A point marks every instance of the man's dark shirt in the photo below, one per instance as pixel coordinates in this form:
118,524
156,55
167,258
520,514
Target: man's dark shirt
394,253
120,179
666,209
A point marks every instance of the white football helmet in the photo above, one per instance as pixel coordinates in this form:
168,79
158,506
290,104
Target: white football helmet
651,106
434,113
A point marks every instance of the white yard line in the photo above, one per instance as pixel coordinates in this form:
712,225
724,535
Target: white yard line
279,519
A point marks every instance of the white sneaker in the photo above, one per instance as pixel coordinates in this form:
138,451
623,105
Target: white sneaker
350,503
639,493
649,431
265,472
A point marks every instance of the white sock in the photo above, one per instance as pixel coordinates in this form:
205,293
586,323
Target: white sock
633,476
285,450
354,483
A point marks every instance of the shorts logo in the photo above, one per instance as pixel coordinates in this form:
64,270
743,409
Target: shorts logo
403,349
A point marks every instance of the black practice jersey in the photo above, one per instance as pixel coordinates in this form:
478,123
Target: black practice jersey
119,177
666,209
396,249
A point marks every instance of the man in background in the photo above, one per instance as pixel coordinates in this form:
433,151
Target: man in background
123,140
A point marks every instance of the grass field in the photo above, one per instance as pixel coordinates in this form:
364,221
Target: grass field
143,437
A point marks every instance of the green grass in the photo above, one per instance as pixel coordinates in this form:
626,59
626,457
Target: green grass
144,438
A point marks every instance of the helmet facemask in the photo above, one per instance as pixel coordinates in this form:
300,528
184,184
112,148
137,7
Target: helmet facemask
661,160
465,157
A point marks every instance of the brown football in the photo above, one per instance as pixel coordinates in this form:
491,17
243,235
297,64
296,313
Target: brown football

----

Rewrite the part of the listing that opens with the line containing "A point marks every instance of the man in" and runs through the end of the listing, swapping "pixel coordinates" for "image coordinates" and leaving everything else unchanged.

A point marks every instance of the man in background in the photo above, one per instance as image coordinates in this form:
433,151
Target: man in background
123,140
A point marks every instance of the grass field in the photo above, one per instance as image coordinates in this form:
364,221
Target: grass field
143,437
A point marks every instance of the green grass in the photo above, one per instance as image coordinates in this form:
626,59
626,457
Target: green grass
144,438
A point marks every instance of the helmet facemask in the photo above, one per instance as image coordinates in this form:
300,528
184,184
112,148
137,7
Target: helmet facemask
661,160
465,157
A point marks every instance of the brown football in the photo above, one per instance as image coordinates in this form:
491,17
243,235
297,64
296,313
Target: brown football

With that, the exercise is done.